- _Task to complete_
Could you repeat the data below with every "Regions" switched to "Outlines" and nothing else changed, leaving the pictures out?

- _Dataset records_
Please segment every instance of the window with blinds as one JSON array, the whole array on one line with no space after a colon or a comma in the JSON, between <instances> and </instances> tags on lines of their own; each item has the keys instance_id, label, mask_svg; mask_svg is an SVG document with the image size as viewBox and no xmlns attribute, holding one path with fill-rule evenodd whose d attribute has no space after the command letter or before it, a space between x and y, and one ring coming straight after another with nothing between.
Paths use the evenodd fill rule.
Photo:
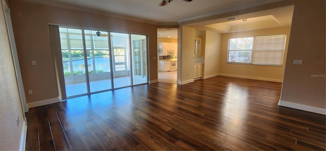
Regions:
<instances>
[{"instance_id":1,"label":"window with blinds","mask_svg":"<svg viewBox=\"0 0 326 151\"><path fill-rule=\"evenodd\" d=\"M286 40L286 35L255 37L251 63L281 65L283 61Z\"/></svg>"},{"instance_id":2,"label":"window with blinds","mask_svg":"<svg viewBox=\"0 0 326 151\"><path fill-rule=\"evenodd\" d=\"M229 40L228 62L282 65L286 35L256 36L246 39L250 39L249 42L251 42L247 44L248 47L245 47L245 49L234 48L238 46L232 42L236 41L237 39L231 39ZM245 56L242 56L243 55Z\"/></svg>"}]
</instances>

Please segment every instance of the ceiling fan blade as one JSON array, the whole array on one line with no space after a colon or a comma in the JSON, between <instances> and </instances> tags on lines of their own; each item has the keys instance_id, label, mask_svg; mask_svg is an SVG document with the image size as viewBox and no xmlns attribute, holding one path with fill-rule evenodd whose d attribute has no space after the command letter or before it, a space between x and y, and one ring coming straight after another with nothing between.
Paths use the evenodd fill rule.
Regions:
<instances>
[{"instance_id":1,"label":"ceiling fan blade","mask_svg":"<svg viewBox=\"0 0 326 151\"><path fill-rule=\"evenodd\" d=\"M162 3L161 3L161 4L159 5L159 6L162 6L166 5L167 5L167 2L164 0L162 0Z\"/></svg>"},{"instance_id":2,"label":"ceiling fan blade","mask_svg":"<svg viewBox=\"0 0 326 151\"><path fill-rule=\"evenodd\" d=\"M100 36L107 36L107 34L101 34Z\"/></svg>"}]
</instances>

- _Output for this task_
Please segment every instance of the window with blinds as one JSON array, the whole array on one line with no space after a colon or a comma in the JSON, between <instances> and </instances> tags on lines of their own; each item has the keys instance_id, label, mask_svg; mask_svg is an SVG document with the image size as viewBox and no xmlns attribute, holding one path with fill-rule evenodd whose d attribute has no space after the command letter or before it, a space between x and y, and one ring coming straight after another with nothing between.
Paths use the evenodd fill rule.
Photo:
Outlines:
<instances>
[{"instance_id":1,"label":"window with blinds","mask_svg":"<svg viewBox=\"0 0 326 151\"><path fill-rule=\"evenodd\" d=\"M286 40L286 35L255 37L251 63L281 65L283 61Z\"/></svg>"},{"instance_id":2,"label":"window with blinds","mask_svg":"<svg viewBox=\"0 0 326 151\"><path fill-rule=\"evenodd\" d=\"M229 40L228 62L282 65L286 35L256 36L246 39L250 39L249 42L251 42L247 44L248 47L245 47L245 49L234 48L238 46L232 42L236 41L237 39L231 39ZM245 56L242 56L243 55Z\"/></svg>"}]
</instances>

Please segment every instance of the ceiling fan blade as one JSON array, the whole array on one line with no space after a colon or a comma in the JSON, between <instances> and </instances> tags on lines of their own; each item has the keys instance_id, label, mask_svg; mask_svg is an SVG document with the image size as viewBox and no xmlns attribute, holding one path with fill-rule evenodd whose d attribute has no space after the command letter or before it, a space between x and y, and one ring coming straight after another with nothing between.
Paths use the evenodd fill rule.
Outlines:
<instances>
[{"instance_id":1,"label":"ceiling fan blade","mask_svg":"<svg viewBox=\"0 0 326 151\"><path fill-rule=\"evenodd\" d=\"M162 3L161 3L161 4L159 5L159 6L162 6L166 5L167 5L167 2L164 0L162 0Z\"/></svg>"},{"instance_id":2,"label":"ceiling fan blade","mask_svg":"<svg viewBox=\"0 0 326 151\"><path fill-rule=\"evenodd\" d=\"M100 36L107 36L107 34L101 34Z\"/></svg>"}]
</instances>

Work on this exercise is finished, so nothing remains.